On sait qu’en effet Beethoven a eu ce projet, auquel il a commencé à travailler en même temps que sa Neuvième. Mais y tenait-il tant que ça ? Ce n’est pas sûr. Des projets, il en a eu... Tous n’ont pas abouti, loin de là. Il est tout à fait possible d’imaginer que, s’il avait vécu plus longtemps, après cette Neuvième révolutionnaire à plus d’un titre, il ne soit pas retourné à la symphonie. C’est ce qu’il a fait pour ses sonates pour piano : après l’Opus 111, écrite alors qu’il devait continuer de composer pendant cinq années, il nous a donné les Variations Diabelli, la Missa Solemnis, la Neuvième Symphonie, cinq quatuors à cordes... Autant de chefs-d’œuvre absolus, qui n’étaient plus des sonates pour piano.

La Dixième Symphonie de Beethoven n’existe donc pas, et il est assez vain d’imaginer ce qu’elle aurait pu donner. La tentative de reconstitution réalisée par Barry Cooper d’après les esquisses retrouvées ne peut que nous décevoir, tant, chez Beethoven, la distance est vertigineuse entre le premier jet et la réalisation finale. Beethoven n’était pas Mozart ! À cet égard, ce genre de tentative est forcément vaine... 

Des approches bien différentes sont possibles. 

Pierre Henry est connu comme le fondateur de la musique concrète. Tant qu’on ne se donne pas vraiment la peine de ressentir ce qu’il y a derrière cette expression qui ne véhicule a priori pas beaucoup d’émotion, et qu’on a en tête des titres tels que Microphones bien tempérés, La Noire à soixante, Variations pour une porte et un soupir, Annonces sonores du tramway de Mulhouse ou Deux coups de sonnette, on se dit qu’il s’agit d’expériences sonores dont on n’imagine pas aisément qu’elles puissent nous émouvoir. Et pourtant, l’émotion est là, et bien là. La musique de Pierre Henry peut même être bouleversante. Précisément parce qu’il a su, avec la sensibilité du grand musicien qu’il était, toucher en nous, avec des sons qui font résonner sans même que parfois nous nous en rendions compte, une partie de notre intérieur qui n’est pas souvent sollicité.

Ce qui est aussi très concret pour lui, c’est sa pratique des symphonies de Beethoven. Il a été un pianiste suffisamment accompli pour pouvoir étudier les transcriptions de Franz Liszt. Elles sont d’une redoutable difficulté et vont au-delà de la seule transcription. Quand on les écoute, ce n’est ni Beethoven, ni Liszt, mais encore autre chose. Nous sommes en terrain connu, bien sûr ; à aucun moment Liszt ne déforme ou ne trahit Beethoven. Mais sa science du piano est telle que ce qu’il nous propose peut paraître, paradoxalement, davantage travaillé que l’original. Alors que l’on pourrait dire que le piano est en noir et blanc tandis que l’orchestre est en couleurs, ici l’on a presque l’impression que Liszt a colorié Beethoven.

- Exercices écrits -
[1] D'après le texte sur Beethoven, qui a tenté de reconstituer la Dixième Symphonie à partir des esquisses retrouvées ?
[2] Réécrivez le passage du texte sur Beethoven qui va de « La Dixième Symphonie » jusqu'à « différentes sont possibles. » en remplaçant « esquisses » par « brouillons ».
[3] Rédigez la suite du texte sur Beethoven à partir de sa dernière phrase.

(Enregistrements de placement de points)

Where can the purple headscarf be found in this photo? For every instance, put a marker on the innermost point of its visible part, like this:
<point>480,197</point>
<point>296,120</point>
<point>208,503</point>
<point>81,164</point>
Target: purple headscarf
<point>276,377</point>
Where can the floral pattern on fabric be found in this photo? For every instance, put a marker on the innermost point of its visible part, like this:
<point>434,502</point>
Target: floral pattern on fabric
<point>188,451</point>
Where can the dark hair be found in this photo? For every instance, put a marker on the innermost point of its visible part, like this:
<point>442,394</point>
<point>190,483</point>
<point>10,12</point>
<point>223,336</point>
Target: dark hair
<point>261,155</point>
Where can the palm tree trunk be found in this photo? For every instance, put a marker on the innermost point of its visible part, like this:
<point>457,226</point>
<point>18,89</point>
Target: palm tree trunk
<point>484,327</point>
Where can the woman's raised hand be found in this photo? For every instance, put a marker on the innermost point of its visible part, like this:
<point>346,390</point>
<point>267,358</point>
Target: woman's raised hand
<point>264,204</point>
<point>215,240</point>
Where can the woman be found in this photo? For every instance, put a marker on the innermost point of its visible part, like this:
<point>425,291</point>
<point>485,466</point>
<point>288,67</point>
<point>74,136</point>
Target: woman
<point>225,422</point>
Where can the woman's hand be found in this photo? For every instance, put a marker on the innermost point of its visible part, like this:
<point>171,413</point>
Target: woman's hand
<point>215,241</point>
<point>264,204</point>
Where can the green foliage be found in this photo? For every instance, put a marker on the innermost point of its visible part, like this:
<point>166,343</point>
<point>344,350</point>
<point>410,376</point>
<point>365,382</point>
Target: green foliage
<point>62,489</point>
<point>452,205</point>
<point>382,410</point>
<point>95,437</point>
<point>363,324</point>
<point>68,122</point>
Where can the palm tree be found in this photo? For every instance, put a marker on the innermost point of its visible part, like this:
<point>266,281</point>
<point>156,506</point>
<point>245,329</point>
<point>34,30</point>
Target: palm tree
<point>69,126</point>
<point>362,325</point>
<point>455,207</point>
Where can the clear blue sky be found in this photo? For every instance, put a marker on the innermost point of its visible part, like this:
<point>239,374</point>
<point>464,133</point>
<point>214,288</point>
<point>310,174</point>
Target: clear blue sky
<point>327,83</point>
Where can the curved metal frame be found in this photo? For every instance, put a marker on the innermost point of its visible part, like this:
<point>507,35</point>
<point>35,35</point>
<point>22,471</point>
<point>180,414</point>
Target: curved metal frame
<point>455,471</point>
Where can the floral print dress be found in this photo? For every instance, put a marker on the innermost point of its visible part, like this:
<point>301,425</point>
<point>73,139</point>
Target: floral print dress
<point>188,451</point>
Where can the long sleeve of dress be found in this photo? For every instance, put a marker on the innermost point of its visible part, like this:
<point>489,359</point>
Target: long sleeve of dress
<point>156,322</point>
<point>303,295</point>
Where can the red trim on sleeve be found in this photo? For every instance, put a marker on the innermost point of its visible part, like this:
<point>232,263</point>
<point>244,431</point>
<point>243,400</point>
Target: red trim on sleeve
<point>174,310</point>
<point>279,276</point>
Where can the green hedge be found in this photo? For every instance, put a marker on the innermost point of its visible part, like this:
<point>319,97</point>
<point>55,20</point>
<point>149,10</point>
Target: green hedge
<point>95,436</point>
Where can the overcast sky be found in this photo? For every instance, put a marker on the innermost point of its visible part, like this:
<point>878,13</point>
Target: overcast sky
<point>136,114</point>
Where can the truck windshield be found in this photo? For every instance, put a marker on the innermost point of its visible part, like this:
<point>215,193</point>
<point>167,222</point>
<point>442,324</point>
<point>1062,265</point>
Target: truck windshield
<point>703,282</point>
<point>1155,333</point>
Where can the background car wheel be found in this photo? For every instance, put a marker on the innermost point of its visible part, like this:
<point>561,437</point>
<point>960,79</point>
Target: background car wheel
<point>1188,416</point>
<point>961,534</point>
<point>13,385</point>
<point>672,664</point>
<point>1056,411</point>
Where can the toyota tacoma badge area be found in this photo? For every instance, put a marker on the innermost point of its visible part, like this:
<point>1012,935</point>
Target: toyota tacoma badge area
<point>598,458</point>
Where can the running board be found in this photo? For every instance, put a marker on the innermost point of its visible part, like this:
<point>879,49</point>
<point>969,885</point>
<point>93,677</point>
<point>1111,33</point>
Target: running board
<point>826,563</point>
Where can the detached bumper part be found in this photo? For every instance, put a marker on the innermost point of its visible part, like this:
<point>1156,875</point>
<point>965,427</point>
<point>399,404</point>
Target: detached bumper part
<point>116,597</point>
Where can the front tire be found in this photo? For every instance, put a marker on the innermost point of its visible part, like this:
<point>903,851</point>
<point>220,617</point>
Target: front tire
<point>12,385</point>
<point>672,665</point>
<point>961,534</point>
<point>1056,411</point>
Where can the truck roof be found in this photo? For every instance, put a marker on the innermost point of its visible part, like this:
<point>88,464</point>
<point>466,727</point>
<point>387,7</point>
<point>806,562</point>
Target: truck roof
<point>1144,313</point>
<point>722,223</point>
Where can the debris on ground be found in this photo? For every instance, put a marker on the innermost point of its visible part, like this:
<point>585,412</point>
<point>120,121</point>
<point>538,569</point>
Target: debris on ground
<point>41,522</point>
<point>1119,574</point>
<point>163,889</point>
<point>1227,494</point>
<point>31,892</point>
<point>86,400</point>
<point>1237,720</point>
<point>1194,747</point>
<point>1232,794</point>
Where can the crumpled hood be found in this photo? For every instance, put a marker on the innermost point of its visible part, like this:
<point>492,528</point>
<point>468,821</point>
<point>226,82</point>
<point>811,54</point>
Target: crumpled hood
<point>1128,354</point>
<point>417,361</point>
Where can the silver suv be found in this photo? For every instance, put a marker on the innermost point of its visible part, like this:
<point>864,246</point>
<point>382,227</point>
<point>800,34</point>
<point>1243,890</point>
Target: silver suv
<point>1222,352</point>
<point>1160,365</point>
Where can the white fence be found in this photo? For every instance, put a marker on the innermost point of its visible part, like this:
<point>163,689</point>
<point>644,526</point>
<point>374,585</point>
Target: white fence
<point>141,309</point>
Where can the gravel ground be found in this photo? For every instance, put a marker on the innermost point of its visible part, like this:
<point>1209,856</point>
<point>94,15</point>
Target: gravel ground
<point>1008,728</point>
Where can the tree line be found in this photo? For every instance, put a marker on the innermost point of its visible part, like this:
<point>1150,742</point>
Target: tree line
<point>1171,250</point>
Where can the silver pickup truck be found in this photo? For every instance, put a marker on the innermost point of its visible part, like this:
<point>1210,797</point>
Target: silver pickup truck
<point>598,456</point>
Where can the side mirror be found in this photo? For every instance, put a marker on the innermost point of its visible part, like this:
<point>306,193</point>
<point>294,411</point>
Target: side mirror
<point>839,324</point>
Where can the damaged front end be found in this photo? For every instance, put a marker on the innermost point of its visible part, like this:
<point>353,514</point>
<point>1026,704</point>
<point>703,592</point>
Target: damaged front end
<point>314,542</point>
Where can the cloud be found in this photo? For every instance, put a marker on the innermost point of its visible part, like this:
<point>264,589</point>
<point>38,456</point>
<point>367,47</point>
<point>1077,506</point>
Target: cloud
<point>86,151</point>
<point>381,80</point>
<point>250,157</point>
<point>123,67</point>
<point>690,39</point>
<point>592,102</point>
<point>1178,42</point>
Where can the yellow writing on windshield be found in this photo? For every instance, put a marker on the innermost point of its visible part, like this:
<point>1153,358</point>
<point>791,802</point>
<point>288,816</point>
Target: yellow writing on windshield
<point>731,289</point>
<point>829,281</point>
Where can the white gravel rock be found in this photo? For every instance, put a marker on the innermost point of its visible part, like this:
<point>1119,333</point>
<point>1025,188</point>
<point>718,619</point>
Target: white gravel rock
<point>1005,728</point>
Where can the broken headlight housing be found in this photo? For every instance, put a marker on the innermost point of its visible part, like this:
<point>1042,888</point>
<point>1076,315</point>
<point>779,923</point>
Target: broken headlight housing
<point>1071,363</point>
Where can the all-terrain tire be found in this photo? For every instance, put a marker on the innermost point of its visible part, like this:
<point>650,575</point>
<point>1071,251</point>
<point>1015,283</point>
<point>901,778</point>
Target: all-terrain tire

- Réponses aux exercices -
[1] Barry Cooper

[2]
La Dixième Symphonie de Beethoven n’existe donc pas, et il est assez vain d’imaginer ce qu’elle aurait pu donner. La tentative de reconstitution réalisée par Barry Cooper d’après les brouillons retrouvées ne peut que nous décevoir, tant, chez Beethoven, la distance est vertigineuse entre le premier jet et la réalisation finale. Beethoven n’était pas Mozart ! À cet égard, ce genre de tentative est forcément vaine... 

Des approches bien différentes sont possibles.

[3]
Dès lors, il est loisible d’imaginer Pierre Henry, en travaillant ces transcriptions, avoir le sentiment de recréer les symphonies de Beethoven. Et il a dû travailler inlassablement certains passages, s’acharner dessus, les jouer en boucle, en changeant les vitesses, les rythmes, passer de l’un à l’autre... Il explique combien ce travail le « fascinait parce que Beethoven avait inventé des mélodies en peu de notes et que ces mélodies étaient très fortes, aussi fortes qu’un coup de tonnerre, qu’une vague de la mer ou que les sirènes. » Voilà comment, peut-être, il en est arrivé, non par une vue de l’esprit, mais bien par une pratique concrète, à imaginer créer une nouvelle symphonie avec une partie du matériau contenu dans les neuf premières : la Dixième Symphonie de Beethoven (et à partir de maintenant, nous mettrons également de Beethoven en italiques, puisqu’il s’agira de l’œuvre de Pierre Henry).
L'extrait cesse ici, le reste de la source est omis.